### [What you will do]
a – Decide whether each statement below agrees with the dress code article. Answer yes or no for each one, and quote the words of the article that decide it.
(i) Bier Markt's original dress code came into effect on October 5, 2015.
(ii) Female servers were allowed to wear thick tights under the original policy.
(iii) In the 1987 case, the majority found the dress code discriminatory.
b – According to the dress code article, how many female employees filed complaints about the new dress code?
c – List every item of clothing that the dress code article says Bier Markt's original policy prohibited women from wearing.

[[ Provided text open ]]

What Not to Wear: when dress codes violate employees’ rights

The recent publicity around dress code changes for female employees at Bier Markt, a chain restaurant with locations across Ontario, is a clear reminder of how workplace policies that aim to control employees’ dress or appearance can raise red flags from a human rights perspective.

Although Bier Markt has now announced that it will be providing all staff with a unisex uniform option, its original policy, which came into effect on October 5, 2015, set up two separate dress code standards for its servers. Male servers were told they could wear jeans, a button-down shirt and running shoes. Women, however, were required to wear a short, sleeveless blue dress and heels or boots. They were also prohibited from wearing jackets, sweaters or thick tights.

CBC’s Go Public Investigation reported that more than 40 female employees filed complaints regarding the new dress code and at least one individual resigned in protest.

Discriminatory Dress Codes

The battle over discriminatory dress codes, particularly in the service industry, has been a long one.

In 1987, the Ontario Divisional Court was asked to consider whether a dress code policy requiring waitresses to wear “harem outfits” was a violation of the Human Rights Code. The majority held that the dress code was not discriminatory because, while men and women were being treated differently, the female employees did not suffer adverse consequences in terms of their employment opportunities.

[[ Provided text closed ]]
[[ Information provided open ]]

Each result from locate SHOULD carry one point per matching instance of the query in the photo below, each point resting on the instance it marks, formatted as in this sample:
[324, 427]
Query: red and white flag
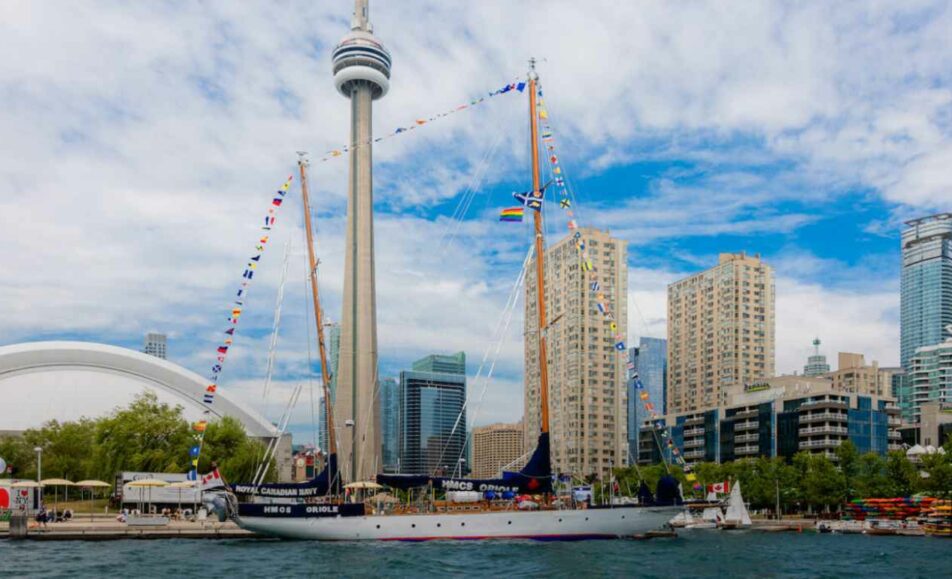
[724, 487]
[212, 480]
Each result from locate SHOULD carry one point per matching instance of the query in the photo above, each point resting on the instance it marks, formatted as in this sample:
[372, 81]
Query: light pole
[39, 473]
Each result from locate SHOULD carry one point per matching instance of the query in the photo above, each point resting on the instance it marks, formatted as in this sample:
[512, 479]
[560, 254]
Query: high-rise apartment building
[442, 363]
[930, 379]
[497, 447]
[648, 363]
[926, 289]
[587, 381]
[816, 364]
[155, 345]
[390, 424]
[720, 332]
[855, 376]
[432, 421]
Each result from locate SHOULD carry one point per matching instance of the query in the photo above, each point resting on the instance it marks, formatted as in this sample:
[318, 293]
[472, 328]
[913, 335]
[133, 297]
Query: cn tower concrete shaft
[362, 74]
[357, 399]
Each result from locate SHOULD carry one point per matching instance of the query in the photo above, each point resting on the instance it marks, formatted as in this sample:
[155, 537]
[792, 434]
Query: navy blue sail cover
[318, 486]
[535, 478]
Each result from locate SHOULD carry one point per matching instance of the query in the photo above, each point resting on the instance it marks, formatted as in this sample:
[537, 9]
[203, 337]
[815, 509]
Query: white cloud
[138, 144]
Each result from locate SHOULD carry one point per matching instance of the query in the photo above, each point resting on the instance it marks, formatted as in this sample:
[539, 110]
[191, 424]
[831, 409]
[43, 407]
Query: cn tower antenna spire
[361, 19]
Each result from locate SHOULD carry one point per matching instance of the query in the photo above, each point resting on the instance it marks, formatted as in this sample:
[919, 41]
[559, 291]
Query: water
[694, 554]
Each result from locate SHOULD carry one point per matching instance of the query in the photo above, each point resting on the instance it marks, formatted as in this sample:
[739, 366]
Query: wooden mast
[539, 249]
[318, 315]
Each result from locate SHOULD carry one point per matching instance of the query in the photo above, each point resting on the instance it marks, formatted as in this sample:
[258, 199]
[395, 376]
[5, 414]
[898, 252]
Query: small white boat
[736, 516]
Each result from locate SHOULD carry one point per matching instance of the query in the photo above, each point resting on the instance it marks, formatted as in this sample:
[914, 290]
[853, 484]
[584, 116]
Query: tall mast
[318, 313]
[540, 250]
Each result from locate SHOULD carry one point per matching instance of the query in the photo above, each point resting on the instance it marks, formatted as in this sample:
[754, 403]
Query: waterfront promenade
[104, 529]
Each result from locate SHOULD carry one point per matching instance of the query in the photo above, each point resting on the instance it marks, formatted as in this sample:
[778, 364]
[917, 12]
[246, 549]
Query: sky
[141, 143]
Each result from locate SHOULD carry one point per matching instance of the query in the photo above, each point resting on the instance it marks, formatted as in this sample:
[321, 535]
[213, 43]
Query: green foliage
[145, 436]
[236, 455]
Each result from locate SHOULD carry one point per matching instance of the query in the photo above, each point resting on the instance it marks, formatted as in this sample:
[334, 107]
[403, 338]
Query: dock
[114, 531]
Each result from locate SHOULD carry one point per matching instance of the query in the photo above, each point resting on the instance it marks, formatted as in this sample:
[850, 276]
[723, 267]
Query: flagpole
[319, 320]
[540, 251]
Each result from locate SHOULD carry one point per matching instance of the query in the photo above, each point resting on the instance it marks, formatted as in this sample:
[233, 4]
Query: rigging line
[462, 208]
[368, 412]
[502, 327]
[277, 320]
[310, 363]
[488, 378]
[262, 469]
[498, 334]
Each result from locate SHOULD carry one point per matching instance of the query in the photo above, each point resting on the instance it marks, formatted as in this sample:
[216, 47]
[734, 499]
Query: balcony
[694, 443]
[823, 417]
[747, 414]
[824, 404]
[820, 443]
[830, 429]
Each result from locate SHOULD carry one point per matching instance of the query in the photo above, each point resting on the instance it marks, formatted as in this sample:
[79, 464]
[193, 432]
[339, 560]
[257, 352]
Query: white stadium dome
[64, 380]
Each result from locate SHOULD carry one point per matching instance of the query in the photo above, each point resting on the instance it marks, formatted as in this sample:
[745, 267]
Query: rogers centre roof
[82, 363]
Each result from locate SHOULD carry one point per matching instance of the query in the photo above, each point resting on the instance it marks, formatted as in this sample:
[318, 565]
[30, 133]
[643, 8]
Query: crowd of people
[44, 516]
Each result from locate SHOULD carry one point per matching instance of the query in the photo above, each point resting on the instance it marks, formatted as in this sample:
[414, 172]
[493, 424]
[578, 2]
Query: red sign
[724, 487]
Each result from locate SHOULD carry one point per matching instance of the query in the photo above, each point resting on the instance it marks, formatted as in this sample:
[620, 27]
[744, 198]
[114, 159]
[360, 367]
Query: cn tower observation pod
[361, 59]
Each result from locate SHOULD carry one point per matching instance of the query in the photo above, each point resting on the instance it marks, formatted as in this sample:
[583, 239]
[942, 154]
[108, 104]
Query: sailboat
[709, 517]
[736, 515]
[336, 519]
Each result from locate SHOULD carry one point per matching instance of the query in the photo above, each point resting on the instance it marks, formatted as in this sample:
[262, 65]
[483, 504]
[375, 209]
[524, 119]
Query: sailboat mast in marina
[497, 514]
[333, 477]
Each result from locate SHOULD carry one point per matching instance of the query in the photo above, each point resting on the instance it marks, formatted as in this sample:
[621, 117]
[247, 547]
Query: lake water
[693, 554]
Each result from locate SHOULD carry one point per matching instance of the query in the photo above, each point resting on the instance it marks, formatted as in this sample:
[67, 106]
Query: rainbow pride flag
[512, 214]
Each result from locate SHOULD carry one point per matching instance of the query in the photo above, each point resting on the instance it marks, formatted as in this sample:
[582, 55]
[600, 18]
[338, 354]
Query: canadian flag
[212, 480]
[724, 487]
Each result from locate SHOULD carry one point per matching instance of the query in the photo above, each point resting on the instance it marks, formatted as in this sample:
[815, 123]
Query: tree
[936, 475]
[823, 484]
[902, 475]
[146, 436]
[848, 460]
[229, 447]
[872, 477]
[67, 448]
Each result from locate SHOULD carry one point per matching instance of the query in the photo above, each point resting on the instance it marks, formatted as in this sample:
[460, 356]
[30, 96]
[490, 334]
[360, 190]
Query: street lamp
[39, 472]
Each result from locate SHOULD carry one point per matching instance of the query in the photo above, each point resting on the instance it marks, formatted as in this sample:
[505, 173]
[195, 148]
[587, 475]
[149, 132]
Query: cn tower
[362, 74]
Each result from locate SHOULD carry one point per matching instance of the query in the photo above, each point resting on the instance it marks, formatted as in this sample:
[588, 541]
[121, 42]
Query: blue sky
[140, 145]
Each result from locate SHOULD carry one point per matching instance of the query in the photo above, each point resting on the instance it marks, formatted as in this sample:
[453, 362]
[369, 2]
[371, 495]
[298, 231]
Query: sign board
[16, 499]
[756, 387]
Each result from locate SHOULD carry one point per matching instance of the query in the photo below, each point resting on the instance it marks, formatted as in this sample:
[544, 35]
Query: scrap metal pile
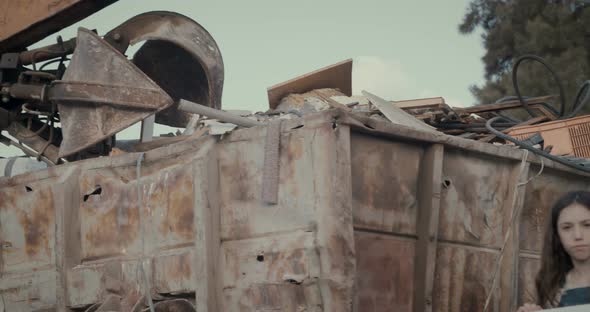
[549, 133]
[67, 101]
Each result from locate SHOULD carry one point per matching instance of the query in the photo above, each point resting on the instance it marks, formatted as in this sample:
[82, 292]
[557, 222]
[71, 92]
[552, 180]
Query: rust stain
[241, 177]
[181, 200]
[385, 273]
[384, 184]
[38, 222]
[105, 234]
[179, 268]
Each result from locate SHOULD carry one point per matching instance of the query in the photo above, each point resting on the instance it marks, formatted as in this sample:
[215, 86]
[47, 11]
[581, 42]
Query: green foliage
[558, 31]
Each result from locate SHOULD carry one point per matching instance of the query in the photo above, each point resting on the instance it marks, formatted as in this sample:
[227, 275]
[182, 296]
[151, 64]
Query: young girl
[564, 277]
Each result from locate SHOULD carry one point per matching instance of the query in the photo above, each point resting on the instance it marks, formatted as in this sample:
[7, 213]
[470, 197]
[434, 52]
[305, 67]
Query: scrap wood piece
[397, 115]
[195, 108]
[531, 121]
[434, 102]
[536, 103]
[337, 76]
[146, 146]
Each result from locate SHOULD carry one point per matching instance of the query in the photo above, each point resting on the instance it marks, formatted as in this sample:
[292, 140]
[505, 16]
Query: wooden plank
[337, 76]
[501, 106]
[531, 121]
[433, 102]
[397, 115]
[430, 181]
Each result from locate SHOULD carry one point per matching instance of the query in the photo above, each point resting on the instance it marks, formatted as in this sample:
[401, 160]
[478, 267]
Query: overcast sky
[401, 49]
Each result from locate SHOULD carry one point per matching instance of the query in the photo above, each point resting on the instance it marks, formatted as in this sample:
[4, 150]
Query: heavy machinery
[67, 101]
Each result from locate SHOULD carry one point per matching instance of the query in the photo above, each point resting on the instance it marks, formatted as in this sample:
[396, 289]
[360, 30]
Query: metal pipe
[191, 107]
[27, 91]
[48, 52]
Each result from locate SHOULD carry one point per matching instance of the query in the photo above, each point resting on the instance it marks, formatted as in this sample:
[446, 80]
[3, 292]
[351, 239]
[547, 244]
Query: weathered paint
[343, 236]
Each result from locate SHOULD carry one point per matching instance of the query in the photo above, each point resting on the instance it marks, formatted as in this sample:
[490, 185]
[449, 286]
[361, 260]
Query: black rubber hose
[579, 101]
[529, 147]
[557, 80]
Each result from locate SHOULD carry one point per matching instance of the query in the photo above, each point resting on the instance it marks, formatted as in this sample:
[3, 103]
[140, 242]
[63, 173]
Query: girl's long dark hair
[555, 262]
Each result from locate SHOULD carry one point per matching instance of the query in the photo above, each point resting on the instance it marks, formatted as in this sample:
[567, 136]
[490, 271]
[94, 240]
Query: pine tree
[557, 31]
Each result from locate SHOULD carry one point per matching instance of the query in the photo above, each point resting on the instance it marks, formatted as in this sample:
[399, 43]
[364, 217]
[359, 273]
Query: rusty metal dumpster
[370, 216]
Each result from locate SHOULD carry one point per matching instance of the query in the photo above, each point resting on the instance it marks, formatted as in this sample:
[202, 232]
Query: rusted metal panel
[385, 272]
[473, 195]
[25, 22]
[241, 164]
[384, 184]
[463, 279]
[27, 233]
[208, 235]
[173, 274]
[29, 291]
[278, 272]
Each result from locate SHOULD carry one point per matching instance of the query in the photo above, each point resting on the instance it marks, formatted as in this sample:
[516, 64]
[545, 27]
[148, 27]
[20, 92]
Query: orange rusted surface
[344, 235]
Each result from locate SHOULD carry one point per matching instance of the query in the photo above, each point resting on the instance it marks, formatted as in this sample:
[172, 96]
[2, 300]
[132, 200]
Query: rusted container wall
[452, 231]
[370, 217]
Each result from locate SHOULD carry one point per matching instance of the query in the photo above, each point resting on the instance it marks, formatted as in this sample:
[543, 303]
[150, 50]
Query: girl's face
[573, 227]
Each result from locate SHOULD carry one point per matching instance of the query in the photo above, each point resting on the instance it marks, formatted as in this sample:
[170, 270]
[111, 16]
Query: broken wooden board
[396, 114]
[337, 76]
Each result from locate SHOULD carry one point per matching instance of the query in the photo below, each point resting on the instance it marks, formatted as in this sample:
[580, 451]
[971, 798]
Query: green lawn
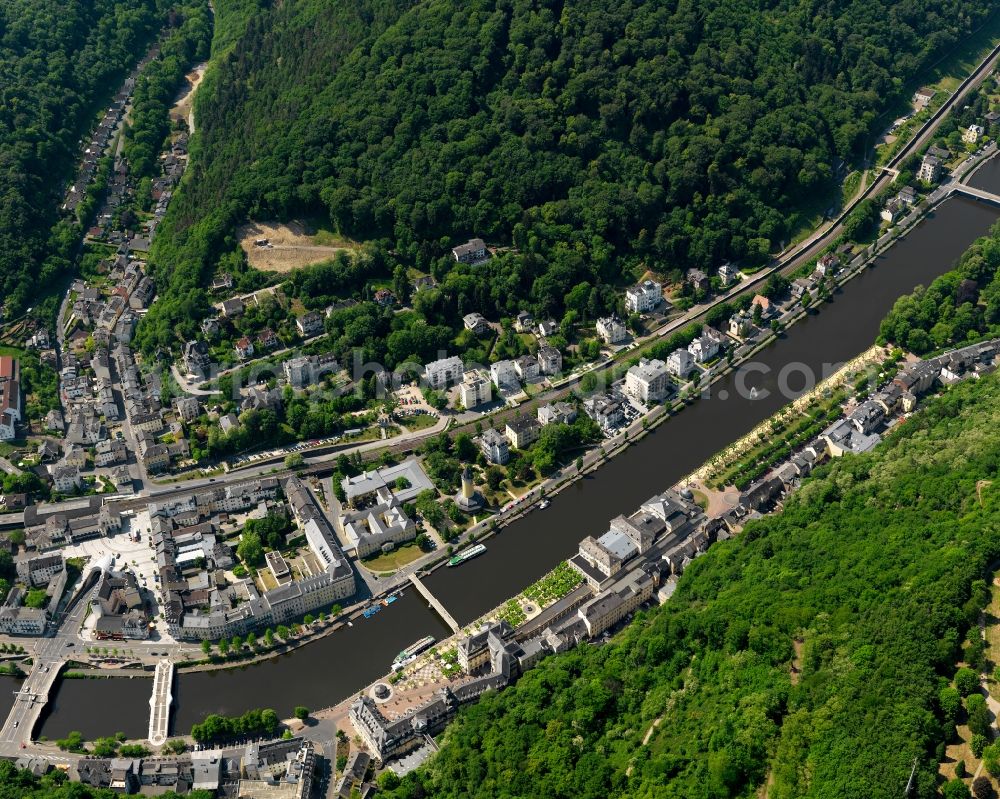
[395, 560]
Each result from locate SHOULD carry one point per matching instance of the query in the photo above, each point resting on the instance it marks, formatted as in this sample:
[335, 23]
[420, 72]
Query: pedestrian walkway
[159, 703]
[442, 611]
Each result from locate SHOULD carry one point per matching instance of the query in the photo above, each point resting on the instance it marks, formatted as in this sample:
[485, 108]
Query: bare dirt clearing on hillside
[289, 246]
[183, 108]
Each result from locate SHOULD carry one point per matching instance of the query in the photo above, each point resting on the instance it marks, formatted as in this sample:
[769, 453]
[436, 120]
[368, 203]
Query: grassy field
[395, 560]
[949, 71]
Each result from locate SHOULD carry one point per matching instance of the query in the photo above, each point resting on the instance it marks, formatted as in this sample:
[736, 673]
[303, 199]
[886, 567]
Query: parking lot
[135, 556]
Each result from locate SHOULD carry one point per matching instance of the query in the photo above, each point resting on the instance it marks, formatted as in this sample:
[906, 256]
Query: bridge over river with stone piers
[978, 194]
[434, 603]
[159, 703]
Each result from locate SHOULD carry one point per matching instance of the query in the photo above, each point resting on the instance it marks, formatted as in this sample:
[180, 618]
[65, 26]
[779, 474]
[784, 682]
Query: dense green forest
[961, 305]
[60, 63]
[598, 139]
[809, 653]
[158, 85]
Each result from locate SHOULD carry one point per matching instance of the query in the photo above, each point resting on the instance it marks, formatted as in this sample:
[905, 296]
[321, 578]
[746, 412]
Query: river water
[327, 671]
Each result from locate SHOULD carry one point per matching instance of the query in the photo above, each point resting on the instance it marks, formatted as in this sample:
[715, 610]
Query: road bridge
[159, 703]
[979, 194]
[29, 701]
[441, 610]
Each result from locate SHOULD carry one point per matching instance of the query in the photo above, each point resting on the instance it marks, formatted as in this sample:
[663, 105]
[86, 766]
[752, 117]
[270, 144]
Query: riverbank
[648, 462]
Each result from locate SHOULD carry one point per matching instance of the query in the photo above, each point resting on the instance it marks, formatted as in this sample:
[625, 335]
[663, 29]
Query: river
[325, 672]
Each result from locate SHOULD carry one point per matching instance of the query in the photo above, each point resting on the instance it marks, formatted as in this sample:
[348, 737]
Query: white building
[444, 372]
[187, 408]
[549, 360]
[494, 446]
[740, 324]
[473, 251]
[972, 134]
[703, 348]
[930, 169]
[611, 330]
[476, 389]
[643, 297]
[728, 274]
[526, 368]
[66, 478]
[503, 374]
[561, 412]
[475, 323]
[648, 381]
[679, 362]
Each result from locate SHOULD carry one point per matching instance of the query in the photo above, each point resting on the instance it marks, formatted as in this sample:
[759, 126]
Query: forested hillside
[593, 136]
[60, 61]
[807, 654]
[961, 305]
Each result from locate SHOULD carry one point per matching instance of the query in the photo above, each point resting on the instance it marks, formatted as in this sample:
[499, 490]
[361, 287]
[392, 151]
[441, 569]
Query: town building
[196, 606]
[728, 274]
[741, 324]
[767, 308]
[233, 308]
[891, 211]
[644, 297]
[475, 389]
[549, 360]
[377, 527]
[680, 363]
[118, 608]
[244, 348]
[558, 412]
[610, 607]
[606, 411]
[110, 452]
[527, 368]
[547, 327]
[828, 265]
[66, 478]
[39, 570]
[611, 330]
[10, 397]
[187, 408]
[930, 169]
[648, 381]
[703, 349]
[494, 446]
[504, 374]
[524, 322]
[476, 323]
[472, 252]
[444, 372]
[523, 432]
[310, 324]
[474, 651]
[842, 438]
[972, 134]
[922, 96]
[698, 279]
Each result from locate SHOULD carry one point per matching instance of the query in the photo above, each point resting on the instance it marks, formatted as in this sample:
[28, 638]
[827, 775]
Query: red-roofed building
[10, 397]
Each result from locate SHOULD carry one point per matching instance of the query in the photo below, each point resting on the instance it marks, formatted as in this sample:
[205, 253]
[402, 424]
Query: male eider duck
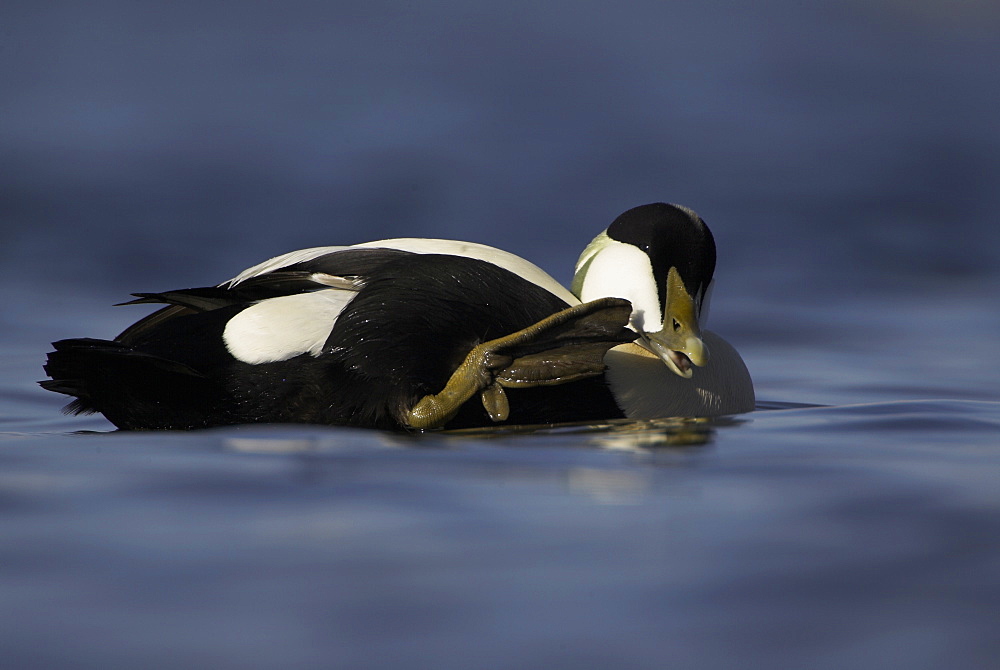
[419, 333]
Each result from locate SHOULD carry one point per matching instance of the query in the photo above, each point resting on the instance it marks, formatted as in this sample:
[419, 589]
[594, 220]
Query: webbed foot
[561, 348]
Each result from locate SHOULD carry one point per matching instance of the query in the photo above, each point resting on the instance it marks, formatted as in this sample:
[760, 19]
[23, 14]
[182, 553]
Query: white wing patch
[498, 257]
[277, 329]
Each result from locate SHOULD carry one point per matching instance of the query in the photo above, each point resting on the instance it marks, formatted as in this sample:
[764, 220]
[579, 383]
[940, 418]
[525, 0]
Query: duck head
[661, 258]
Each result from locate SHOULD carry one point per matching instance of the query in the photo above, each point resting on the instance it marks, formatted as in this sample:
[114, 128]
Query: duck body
[358, 335]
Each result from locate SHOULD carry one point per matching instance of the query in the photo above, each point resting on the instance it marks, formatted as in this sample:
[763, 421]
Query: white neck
[611, 269]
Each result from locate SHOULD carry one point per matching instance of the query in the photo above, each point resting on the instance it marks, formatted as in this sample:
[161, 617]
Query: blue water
[847, 158]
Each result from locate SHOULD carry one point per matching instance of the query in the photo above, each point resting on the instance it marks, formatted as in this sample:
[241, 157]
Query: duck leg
[561, 348]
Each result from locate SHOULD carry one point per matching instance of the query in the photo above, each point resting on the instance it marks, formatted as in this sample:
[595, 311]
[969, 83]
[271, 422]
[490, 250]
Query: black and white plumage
[358, 335]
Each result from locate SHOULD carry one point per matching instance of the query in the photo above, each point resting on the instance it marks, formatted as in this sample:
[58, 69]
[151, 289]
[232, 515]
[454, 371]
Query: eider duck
[420, 333]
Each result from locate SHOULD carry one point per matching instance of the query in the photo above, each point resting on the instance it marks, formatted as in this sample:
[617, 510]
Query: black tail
[128, 386]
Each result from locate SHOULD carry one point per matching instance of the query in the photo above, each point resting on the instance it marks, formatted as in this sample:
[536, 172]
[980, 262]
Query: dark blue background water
[847, 157]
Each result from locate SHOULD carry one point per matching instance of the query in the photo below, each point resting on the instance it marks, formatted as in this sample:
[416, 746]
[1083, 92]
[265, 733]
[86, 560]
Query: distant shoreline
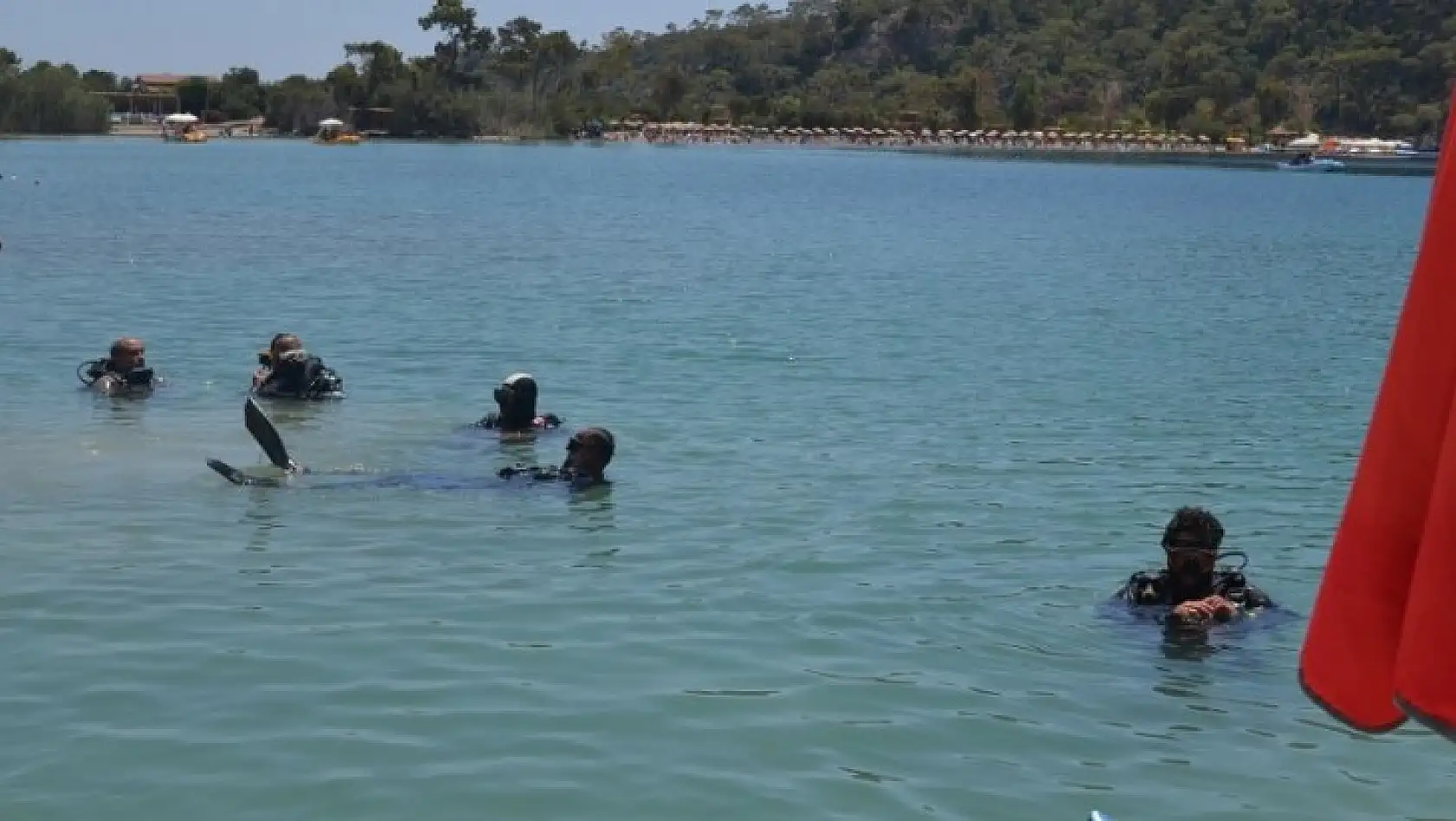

[[ Information provided closed ]]

### [Results for each task]
a –
(i) Yes: "its original policy, which came into effect on October 5, 2015"
(ii) No: "They were also prohibited from wearing jackets, sweaters or thick tights."
(iii) No: "The majority held that the dress code was not discriminatory"

b – More than 40 female employees filed complaints.

c –
- Jackets
- Sweaters
- Thick tights